**ACTION ITEM:**
Give the data again in full, with every character unchanged.

:: STORED DATA

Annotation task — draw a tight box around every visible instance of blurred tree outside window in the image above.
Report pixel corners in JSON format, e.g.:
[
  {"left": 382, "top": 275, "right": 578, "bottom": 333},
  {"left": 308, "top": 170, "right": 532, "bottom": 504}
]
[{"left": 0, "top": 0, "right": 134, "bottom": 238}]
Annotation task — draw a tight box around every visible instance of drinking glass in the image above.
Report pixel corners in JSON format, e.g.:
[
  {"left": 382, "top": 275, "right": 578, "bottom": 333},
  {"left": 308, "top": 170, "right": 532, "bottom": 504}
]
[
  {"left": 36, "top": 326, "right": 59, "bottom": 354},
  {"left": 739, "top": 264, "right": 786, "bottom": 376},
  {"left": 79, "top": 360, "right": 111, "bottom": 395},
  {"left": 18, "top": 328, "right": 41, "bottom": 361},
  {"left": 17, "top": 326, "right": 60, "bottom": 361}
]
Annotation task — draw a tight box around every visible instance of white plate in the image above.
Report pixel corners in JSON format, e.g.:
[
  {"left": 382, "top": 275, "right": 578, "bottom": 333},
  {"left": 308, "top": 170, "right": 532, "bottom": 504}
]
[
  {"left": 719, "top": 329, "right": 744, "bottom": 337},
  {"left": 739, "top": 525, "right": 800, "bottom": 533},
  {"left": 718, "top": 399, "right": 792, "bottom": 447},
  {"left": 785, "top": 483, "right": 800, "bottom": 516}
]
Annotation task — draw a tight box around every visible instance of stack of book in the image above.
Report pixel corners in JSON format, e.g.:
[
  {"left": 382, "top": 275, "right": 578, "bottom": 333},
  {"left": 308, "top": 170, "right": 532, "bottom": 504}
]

::::

**WRITTEN SOLUTION:**
Annotation task — draw a tight box around every visible instance of blurred tree outside window in the image above.
Report pixel corners in JSON format, e.g.:
[
  {"left": 382, "top": 275, "right": 578, "bottom": 333},
  {"left": 308, "top": 170, "right": 532, "bottom": 504}
]
[{"left": 0, "top": 0, "right": 134, "bottom": 238}]
Annotation task — draw a tight box around every visible instance of drinking glass in the image above.
Report pixel corners in JSON format, e.g.:
[
  {"left": 382, "top": 275, "right": 578, "bottom": 333},
  {"left": 308, "top": 170, "right": 532, "bottom": 504}
]
[
  {"left": 36, "top": 326, "right": 59, "bottom": 354},
  {"left": 739, "top": 264, "right": 786, "bottom": 376},
  {"left": 79, "top": 360, "right": 111, "bottom": 395},
  {"left": 18, "top": 328, "right": 41, "bottom": 361},
  {"left": 17, "top": 326, "right": 60, "bottom": 361}
]
Annotation task — draw a tight box around every visible instance of white plate in the image above.
Report pixel corners in JSON format, e.g.:
[
  {"left": 382, "top": 275, "right": 578, "bottom": 333},
  {"left": 308, "top": 170, "right": 532, "bottom": 504}
]
[
  {"left": 719, "top": 329, "right": 744, "bottom": 337},
  {"left": 739, "top": 525, "right": 800, "bottom": 533},
  {"left": 718, "top": 399, "right": 792, "bottom": 447},
  {"left": 785, "top": 483, "right": 800, "bottom": 516}
]
Annotation task — draw a tight box around every visible instance of stack of book in the image above.
Report pixel corners in JSON format, e.g.:
[
  {"left": 382, "top": 275, "right": 578, "bottom": 333},
  {"left": 308, "top": 170, "right": 532, "bottom": 504}
]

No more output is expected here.